● **Request**: Copy out the lines below, starting with the line that contains "Target: blue blanket" and continuing through the last line of the records, both ends included.

# START OF Record extracts

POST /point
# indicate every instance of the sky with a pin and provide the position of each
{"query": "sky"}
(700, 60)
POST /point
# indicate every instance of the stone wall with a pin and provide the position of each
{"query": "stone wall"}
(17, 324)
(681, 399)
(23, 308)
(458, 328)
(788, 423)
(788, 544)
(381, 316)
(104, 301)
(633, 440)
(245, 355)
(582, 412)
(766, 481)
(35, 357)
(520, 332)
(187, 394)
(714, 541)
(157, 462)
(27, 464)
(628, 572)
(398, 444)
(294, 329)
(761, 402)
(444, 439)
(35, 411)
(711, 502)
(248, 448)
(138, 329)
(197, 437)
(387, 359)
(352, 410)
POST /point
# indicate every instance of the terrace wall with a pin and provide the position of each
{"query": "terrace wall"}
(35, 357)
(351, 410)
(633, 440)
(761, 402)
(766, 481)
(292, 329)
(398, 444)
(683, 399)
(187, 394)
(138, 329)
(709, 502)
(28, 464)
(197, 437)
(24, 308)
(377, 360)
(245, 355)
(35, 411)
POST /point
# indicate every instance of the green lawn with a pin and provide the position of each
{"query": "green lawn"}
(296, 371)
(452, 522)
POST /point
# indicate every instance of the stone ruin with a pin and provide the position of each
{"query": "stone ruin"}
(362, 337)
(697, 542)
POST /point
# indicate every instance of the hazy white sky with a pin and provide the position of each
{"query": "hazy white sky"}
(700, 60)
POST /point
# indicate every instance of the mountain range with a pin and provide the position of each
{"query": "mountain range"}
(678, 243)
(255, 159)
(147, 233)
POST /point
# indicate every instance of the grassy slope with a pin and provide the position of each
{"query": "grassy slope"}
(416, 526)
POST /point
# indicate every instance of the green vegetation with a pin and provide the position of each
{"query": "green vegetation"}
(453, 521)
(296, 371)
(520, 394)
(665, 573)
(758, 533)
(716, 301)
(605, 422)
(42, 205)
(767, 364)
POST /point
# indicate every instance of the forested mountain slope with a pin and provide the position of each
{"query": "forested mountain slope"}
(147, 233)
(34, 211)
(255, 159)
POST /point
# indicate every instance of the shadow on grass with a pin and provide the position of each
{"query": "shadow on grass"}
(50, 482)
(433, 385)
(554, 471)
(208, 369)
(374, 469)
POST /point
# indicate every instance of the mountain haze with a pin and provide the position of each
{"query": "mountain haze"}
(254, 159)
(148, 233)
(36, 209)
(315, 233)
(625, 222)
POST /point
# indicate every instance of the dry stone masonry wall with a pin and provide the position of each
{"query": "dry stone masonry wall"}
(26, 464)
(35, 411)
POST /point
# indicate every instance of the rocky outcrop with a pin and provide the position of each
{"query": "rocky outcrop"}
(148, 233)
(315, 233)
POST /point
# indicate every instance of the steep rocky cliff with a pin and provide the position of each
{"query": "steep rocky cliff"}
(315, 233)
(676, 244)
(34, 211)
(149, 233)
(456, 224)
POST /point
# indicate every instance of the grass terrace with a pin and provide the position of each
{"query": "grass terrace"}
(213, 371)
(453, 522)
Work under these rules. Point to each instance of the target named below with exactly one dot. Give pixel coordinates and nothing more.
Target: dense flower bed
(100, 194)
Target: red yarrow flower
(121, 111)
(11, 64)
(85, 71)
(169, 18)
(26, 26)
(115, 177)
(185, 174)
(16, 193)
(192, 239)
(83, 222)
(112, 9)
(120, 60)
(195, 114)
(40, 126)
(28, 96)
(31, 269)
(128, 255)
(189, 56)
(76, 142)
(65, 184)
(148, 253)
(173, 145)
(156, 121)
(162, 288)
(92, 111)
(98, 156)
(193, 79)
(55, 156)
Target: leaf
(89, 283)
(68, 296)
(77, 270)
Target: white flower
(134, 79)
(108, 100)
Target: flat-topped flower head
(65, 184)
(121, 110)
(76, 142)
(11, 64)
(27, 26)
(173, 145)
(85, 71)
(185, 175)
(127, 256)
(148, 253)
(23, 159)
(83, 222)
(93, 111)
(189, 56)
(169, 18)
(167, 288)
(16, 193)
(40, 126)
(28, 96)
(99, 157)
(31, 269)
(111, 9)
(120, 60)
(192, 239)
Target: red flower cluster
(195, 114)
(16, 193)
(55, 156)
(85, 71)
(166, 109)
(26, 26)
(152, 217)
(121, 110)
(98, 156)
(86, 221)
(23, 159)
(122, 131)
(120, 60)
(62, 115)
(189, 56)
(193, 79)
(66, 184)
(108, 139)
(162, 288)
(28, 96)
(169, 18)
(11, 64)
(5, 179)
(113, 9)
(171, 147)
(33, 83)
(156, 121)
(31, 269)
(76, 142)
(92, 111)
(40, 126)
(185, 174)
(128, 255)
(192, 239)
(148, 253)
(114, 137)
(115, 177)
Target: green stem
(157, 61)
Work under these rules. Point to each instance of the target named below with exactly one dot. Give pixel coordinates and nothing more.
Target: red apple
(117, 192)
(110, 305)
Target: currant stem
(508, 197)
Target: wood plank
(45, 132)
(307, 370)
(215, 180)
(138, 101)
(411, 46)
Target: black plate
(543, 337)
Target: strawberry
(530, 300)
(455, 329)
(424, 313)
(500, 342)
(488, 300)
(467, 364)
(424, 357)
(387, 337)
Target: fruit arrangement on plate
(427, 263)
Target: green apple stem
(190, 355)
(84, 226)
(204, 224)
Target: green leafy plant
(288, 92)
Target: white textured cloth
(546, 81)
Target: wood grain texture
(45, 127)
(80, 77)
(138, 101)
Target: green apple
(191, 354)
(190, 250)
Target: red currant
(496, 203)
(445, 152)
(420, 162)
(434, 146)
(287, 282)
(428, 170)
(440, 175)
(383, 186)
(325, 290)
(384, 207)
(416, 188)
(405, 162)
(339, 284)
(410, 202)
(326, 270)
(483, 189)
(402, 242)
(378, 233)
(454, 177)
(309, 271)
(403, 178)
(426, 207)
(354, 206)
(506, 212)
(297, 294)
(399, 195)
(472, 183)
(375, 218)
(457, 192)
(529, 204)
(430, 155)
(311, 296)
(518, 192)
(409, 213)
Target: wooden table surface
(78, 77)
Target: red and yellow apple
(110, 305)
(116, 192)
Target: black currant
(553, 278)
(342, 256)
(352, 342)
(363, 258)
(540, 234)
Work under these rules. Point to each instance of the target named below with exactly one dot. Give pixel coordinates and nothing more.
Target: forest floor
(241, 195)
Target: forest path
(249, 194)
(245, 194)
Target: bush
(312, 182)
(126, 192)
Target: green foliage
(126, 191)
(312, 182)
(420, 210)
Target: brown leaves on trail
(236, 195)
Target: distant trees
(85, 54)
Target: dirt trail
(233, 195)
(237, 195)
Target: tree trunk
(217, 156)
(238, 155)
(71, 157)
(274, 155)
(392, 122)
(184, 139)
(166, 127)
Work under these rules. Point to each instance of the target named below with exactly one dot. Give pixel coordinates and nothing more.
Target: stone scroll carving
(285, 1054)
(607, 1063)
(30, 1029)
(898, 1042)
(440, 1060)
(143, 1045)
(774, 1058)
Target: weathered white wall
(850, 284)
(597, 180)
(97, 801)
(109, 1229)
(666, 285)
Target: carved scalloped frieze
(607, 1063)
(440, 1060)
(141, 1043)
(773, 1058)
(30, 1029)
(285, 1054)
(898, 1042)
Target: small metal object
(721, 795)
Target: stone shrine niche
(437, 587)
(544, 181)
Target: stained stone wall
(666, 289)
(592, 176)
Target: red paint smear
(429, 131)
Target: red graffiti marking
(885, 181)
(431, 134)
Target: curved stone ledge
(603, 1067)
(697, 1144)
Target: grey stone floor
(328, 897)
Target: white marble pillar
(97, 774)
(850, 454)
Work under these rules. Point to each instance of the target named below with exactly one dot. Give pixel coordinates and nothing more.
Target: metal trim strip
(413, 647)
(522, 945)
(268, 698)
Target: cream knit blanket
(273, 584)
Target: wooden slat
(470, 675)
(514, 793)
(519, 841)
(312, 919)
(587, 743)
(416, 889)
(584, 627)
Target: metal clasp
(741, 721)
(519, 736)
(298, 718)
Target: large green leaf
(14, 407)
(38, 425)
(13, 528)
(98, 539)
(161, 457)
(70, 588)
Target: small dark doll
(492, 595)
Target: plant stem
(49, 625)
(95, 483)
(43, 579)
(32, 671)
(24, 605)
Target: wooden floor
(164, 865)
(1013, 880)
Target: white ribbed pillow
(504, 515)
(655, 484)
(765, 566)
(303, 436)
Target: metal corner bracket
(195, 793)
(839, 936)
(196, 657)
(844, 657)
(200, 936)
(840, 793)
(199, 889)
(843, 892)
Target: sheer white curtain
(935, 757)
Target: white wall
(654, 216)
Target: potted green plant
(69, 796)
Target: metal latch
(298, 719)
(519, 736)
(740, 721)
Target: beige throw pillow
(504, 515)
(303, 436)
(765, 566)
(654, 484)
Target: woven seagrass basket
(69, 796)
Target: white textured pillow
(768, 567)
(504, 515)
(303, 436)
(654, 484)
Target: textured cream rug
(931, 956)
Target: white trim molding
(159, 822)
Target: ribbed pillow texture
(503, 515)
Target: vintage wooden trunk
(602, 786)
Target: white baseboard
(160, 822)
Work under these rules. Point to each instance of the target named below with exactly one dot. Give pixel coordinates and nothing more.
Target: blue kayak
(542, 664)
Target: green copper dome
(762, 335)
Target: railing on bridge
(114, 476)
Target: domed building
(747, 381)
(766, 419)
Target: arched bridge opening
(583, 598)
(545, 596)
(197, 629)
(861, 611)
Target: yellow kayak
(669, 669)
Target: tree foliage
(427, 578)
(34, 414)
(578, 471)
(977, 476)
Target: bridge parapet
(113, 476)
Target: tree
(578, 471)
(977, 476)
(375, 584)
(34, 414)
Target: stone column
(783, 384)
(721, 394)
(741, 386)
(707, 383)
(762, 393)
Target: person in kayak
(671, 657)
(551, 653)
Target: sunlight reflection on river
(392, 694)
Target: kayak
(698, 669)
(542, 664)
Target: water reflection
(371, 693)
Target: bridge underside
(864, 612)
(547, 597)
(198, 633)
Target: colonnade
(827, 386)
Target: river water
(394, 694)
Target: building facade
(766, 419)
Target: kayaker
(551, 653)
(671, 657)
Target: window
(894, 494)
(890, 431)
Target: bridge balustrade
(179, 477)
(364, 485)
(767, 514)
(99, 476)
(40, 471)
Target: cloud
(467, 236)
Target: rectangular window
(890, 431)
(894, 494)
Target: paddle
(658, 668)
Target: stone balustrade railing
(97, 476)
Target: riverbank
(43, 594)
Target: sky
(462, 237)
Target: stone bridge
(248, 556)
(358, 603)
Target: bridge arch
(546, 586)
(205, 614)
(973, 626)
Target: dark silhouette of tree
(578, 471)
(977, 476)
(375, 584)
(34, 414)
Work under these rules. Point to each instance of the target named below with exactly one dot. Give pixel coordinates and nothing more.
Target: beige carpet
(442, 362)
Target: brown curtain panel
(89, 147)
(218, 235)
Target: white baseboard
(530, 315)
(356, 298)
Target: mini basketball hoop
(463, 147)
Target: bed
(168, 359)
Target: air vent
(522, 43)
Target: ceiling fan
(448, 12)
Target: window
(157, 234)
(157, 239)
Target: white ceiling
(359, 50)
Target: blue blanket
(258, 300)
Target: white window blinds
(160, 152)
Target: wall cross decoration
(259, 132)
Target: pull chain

# END OF Record extracts

● **Final result**:
Target: blue blanket
(258, 300)
Target: white window blinds
(160, 152)
Target: wall cross decoration
(259, 132)
Target: pull chain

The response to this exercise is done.